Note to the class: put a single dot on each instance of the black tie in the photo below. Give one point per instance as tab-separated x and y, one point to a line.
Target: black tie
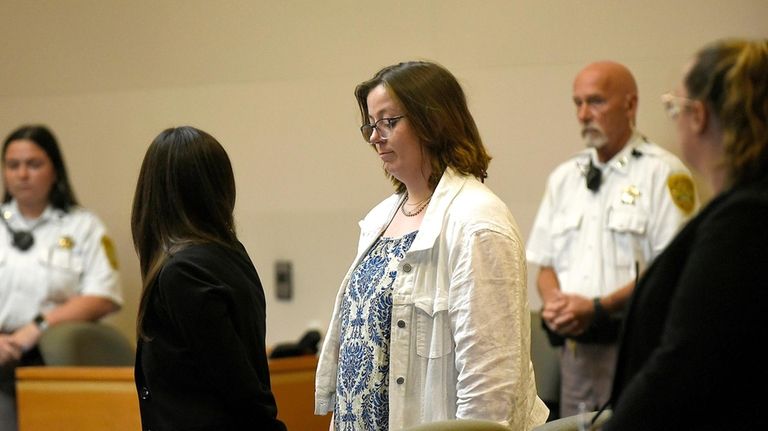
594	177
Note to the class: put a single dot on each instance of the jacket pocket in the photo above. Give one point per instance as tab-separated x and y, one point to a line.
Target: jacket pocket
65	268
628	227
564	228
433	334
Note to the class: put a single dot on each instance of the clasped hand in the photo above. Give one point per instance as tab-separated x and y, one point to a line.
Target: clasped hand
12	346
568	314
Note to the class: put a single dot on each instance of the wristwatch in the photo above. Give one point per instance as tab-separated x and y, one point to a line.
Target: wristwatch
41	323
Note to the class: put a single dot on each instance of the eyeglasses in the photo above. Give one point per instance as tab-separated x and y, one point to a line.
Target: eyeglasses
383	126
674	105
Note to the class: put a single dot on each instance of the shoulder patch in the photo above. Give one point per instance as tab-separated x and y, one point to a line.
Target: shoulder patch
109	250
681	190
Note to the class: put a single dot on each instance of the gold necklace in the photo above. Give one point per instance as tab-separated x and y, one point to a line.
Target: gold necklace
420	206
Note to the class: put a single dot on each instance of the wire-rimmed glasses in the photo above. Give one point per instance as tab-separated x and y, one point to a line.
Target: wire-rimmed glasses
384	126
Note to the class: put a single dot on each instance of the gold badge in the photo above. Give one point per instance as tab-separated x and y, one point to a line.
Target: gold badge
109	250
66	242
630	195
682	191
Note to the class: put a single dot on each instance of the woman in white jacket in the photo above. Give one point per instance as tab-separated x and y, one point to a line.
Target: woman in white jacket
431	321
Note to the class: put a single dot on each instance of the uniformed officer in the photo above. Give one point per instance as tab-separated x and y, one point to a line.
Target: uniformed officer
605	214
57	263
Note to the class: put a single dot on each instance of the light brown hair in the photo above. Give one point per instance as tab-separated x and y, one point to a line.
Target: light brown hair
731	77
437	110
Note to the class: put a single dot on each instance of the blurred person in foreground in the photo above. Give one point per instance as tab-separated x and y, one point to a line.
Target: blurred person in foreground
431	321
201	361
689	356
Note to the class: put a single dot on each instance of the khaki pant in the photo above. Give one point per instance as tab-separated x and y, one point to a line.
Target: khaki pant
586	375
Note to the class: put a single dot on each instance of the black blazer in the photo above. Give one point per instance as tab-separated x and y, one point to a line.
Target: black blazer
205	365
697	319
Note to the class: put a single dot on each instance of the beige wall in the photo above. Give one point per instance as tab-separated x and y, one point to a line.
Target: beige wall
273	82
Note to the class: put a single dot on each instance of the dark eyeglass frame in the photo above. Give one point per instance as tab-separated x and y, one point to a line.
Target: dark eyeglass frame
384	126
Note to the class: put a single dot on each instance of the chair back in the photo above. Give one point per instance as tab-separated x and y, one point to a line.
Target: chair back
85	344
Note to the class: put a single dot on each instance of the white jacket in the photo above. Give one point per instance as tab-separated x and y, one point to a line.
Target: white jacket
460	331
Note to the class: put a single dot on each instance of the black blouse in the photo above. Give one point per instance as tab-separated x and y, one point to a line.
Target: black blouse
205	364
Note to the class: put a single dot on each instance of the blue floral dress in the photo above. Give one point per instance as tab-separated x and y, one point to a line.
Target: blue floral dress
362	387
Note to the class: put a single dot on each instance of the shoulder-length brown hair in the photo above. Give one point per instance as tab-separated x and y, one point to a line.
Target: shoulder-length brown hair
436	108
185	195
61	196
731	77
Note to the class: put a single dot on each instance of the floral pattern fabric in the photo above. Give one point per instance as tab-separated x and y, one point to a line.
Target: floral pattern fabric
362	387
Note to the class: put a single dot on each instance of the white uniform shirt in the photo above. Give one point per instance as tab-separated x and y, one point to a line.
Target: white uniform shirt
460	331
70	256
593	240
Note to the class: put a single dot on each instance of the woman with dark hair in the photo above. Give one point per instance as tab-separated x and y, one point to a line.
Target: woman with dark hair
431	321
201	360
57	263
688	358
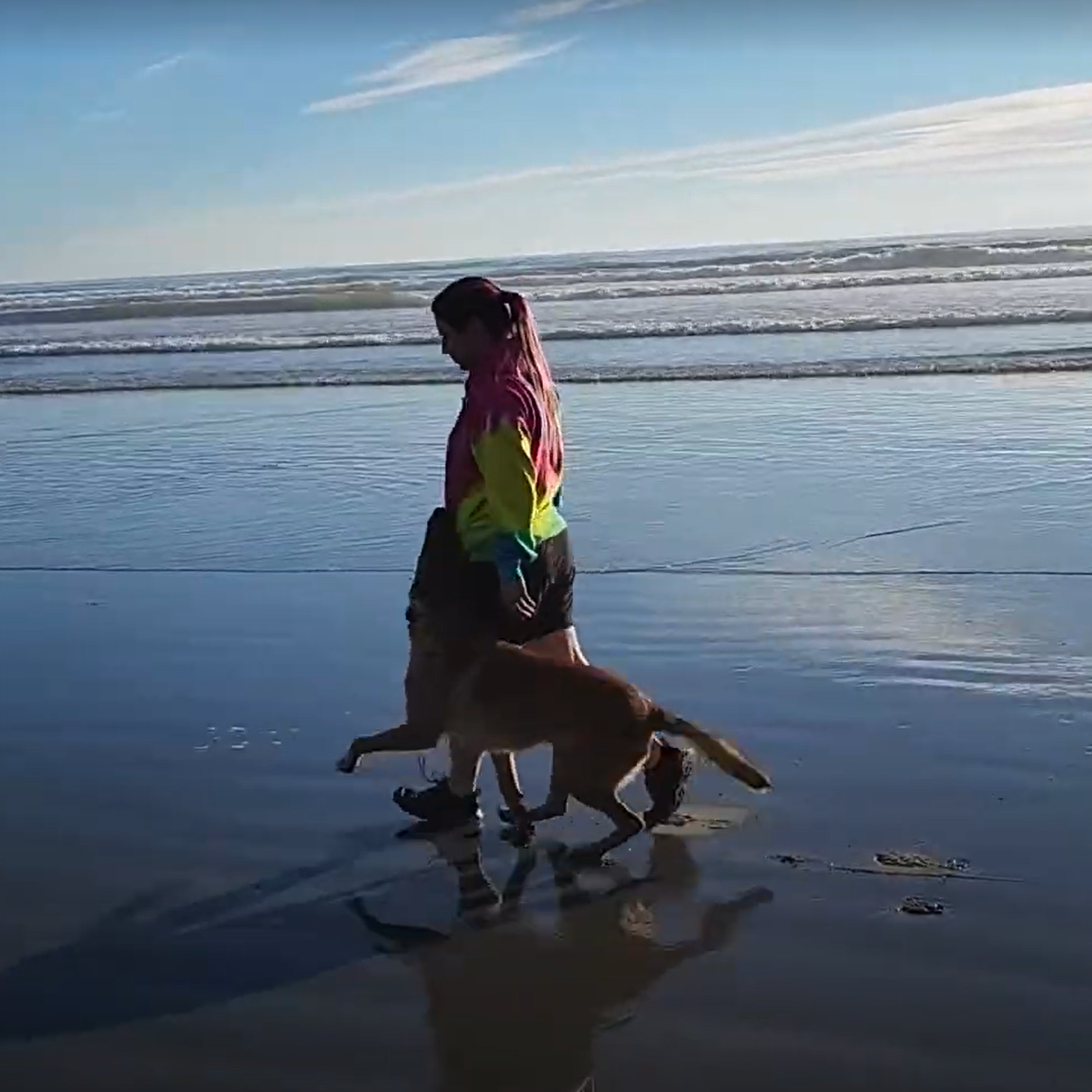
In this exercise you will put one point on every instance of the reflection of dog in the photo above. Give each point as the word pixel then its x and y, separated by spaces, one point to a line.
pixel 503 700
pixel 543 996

----

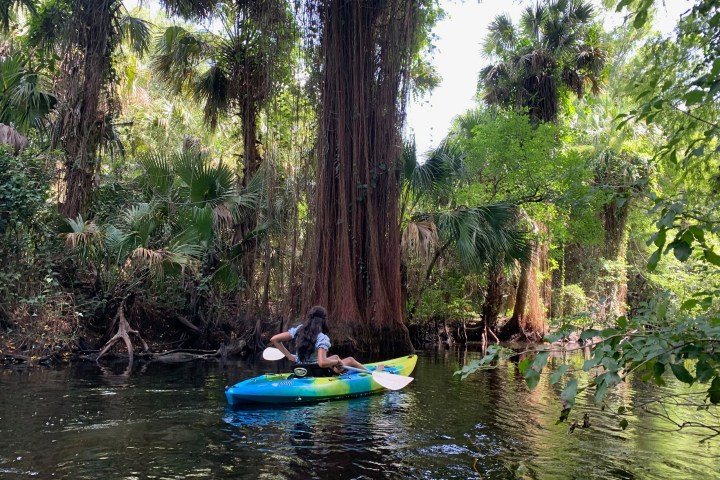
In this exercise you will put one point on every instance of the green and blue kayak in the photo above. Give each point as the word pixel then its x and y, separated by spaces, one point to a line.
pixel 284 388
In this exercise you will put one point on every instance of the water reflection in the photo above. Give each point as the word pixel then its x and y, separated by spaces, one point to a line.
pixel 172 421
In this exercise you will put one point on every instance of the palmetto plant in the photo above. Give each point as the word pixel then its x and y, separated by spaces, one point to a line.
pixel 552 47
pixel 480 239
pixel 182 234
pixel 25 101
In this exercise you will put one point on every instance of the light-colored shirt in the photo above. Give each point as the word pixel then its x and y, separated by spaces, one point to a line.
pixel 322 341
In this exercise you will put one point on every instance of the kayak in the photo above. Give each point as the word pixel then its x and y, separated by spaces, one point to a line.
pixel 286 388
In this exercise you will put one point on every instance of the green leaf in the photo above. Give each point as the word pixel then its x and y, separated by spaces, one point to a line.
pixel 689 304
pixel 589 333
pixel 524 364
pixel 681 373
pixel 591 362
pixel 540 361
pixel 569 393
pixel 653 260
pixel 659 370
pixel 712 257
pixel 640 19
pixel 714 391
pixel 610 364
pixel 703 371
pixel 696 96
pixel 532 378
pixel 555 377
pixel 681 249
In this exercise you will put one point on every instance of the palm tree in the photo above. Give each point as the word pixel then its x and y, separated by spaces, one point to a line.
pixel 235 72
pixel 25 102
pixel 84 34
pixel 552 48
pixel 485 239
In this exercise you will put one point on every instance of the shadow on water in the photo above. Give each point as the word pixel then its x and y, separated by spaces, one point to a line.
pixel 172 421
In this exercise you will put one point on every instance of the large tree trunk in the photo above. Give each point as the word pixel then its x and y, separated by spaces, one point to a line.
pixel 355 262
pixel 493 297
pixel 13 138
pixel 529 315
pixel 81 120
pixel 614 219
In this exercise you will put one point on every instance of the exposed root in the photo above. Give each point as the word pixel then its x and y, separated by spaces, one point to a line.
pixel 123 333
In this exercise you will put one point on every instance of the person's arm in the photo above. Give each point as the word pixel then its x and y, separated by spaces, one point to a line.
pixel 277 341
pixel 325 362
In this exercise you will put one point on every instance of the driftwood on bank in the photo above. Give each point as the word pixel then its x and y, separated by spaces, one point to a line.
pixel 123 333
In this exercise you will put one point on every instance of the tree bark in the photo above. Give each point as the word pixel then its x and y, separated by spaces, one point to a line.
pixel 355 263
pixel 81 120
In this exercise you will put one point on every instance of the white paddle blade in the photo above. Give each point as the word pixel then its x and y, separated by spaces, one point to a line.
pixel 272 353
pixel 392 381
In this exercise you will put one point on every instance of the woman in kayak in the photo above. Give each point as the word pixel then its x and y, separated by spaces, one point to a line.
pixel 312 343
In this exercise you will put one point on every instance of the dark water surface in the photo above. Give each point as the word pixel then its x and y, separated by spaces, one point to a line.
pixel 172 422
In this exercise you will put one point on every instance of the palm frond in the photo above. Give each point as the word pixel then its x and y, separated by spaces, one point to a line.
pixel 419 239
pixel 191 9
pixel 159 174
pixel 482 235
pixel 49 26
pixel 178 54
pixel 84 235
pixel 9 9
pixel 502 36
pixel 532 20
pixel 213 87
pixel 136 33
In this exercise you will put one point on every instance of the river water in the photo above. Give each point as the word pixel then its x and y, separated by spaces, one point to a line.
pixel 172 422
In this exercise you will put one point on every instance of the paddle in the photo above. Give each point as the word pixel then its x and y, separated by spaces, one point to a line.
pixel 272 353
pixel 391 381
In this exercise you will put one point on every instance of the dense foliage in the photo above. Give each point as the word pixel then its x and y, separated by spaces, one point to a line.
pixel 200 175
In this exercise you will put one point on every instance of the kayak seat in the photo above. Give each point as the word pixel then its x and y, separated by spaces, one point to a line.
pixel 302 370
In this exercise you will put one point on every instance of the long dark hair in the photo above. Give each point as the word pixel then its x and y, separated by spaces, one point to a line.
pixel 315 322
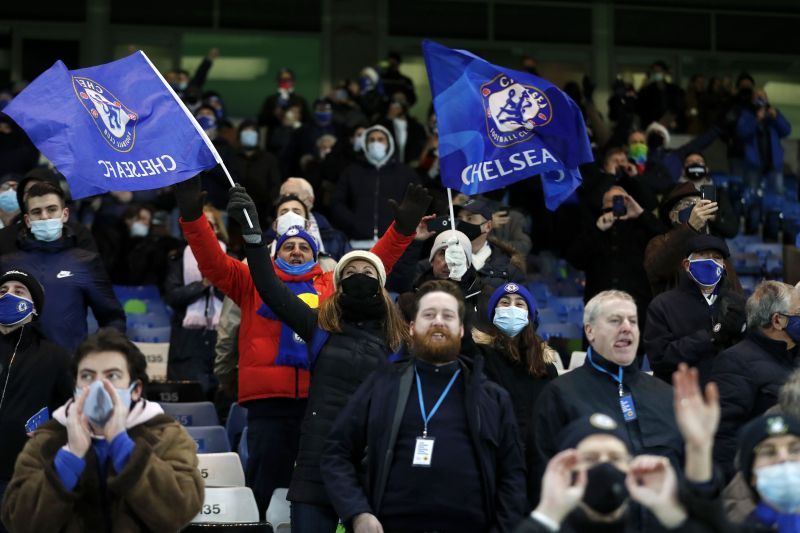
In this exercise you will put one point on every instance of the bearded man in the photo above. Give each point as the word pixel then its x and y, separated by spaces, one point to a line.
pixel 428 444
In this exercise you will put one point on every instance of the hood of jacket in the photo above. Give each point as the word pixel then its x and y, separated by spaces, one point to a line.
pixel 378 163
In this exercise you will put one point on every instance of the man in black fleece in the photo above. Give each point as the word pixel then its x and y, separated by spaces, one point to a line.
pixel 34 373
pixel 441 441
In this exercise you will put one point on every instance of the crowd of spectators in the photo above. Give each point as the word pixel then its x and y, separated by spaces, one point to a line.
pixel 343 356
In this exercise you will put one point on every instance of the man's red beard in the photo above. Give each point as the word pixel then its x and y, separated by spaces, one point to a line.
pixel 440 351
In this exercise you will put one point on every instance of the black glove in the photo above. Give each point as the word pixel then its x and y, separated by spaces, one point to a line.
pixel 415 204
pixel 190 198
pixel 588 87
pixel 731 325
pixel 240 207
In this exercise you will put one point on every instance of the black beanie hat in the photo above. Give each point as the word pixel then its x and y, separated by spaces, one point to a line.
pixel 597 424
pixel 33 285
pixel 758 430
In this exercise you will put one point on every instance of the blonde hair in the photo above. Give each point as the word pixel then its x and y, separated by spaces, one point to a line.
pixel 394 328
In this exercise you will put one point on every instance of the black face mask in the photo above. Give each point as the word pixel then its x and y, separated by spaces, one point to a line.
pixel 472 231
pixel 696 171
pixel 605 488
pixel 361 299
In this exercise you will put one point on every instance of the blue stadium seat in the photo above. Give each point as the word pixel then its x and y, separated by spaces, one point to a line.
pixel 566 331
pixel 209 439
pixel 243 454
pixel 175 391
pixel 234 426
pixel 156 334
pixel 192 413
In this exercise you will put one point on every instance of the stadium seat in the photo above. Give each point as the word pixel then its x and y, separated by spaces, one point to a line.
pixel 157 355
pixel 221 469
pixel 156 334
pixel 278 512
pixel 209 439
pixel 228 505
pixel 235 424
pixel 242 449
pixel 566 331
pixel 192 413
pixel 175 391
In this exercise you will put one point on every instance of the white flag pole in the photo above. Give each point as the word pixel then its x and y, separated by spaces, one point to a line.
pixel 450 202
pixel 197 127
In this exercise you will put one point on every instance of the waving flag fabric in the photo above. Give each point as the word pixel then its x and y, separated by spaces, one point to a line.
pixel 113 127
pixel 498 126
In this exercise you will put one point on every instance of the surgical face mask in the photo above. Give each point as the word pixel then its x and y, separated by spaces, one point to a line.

----

> **Aim**: Please give the lines again, starting at the one that contains "of the waving" and ending at the one that contains "of the surgical", with "instance" swapped for "occurrence" and everything else unchanged. Return only those lines.

> **Complete output**:
In this exercise you will put one point on every occurrence of the waving flag fabric in the photo above. Give each point as the word pixel then its x and y, separated by spaces, one point to a line.
pixel 113 127
pixel 498 126
In this exercise you will put one point on every occurrence of the surgical face mask in the photo above. Give each point as the word pixel then its x and y, separated by spaces, one point to a line.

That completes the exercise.